___ The input

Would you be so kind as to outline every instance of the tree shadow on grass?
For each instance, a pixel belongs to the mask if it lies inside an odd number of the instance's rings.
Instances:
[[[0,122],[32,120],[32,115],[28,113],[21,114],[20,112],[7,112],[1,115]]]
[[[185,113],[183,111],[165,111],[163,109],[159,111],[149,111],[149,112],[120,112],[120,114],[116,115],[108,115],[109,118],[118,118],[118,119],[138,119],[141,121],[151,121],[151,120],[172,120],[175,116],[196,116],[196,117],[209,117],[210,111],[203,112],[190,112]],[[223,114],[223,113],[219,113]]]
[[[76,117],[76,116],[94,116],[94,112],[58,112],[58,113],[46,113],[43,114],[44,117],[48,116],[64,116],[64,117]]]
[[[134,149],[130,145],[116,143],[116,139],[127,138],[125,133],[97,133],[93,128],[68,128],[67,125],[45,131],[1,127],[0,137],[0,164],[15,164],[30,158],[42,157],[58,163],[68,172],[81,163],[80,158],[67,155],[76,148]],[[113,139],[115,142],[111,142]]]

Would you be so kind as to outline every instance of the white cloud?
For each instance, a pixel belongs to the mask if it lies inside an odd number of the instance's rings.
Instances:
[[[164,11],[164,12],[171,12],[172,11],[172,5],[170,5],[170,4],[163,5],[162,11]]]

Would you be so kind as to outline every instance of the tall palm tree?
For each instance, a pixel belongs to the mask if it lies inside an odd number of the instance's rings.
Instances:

______

Written request: Retype every entry above, word for word.

The output:
Would you be so kind as to outline every instance of the tree shadow on grass?
For each instance, a pixel belongs to the mask if it lies inside an odd number of the instance's rings.
Instances:
[[[0,122],[32,120],[32,115],[28,113],[21,114],[20,112],[7,112],[1,115]]]
[[[185,113],[183,111],[165,111],[163,109],[159,111],[149,111],[149,112],[120,112],[120,114],[116,115],[108,115],[109,118],[118,118],[118,119],[138,119],[141,121],[151,121],[151,120],[172,120],[175,116],[196,116],[196,117],[209,117],[210,111],[203,112],[190,112]],[[223,114],[223,113],[219,113]]]
[[[76,117],[76,116],[94,116],[94,112],[58,112],[58,113],[46,113],[43,114],[44,117],[48,116],[64,116],[64,117]]]
[[[134,149],[130,145],[116,143],[116,139],[127,138],[125,133],[97,133],[93,128],[68,128],[67,125],[45,131],[1,127],[0,137],[0,164],[15,164],[30,158],[42,157],[58,163],[68,172],[81,163],[80,158],[67,155],[76,148]],[[113,139],[115,142],[111,142]]]

Would you be so kind as to outline every instance of the white cloud?
For each instance, a pixel belongs to the mask if it lies inside an odd number of the instance's rings.
Instances:
[[[164,11],[164,12],[171,12],[172,11],[172,5],[170,5],[170,4],[163,5],[162,11]]]

Would you be so kind as to outline every instance of the tall palm tree?
For each instance, a pixel belongs to the mask if it lies inside an odd number of the instance's rings.
Instances:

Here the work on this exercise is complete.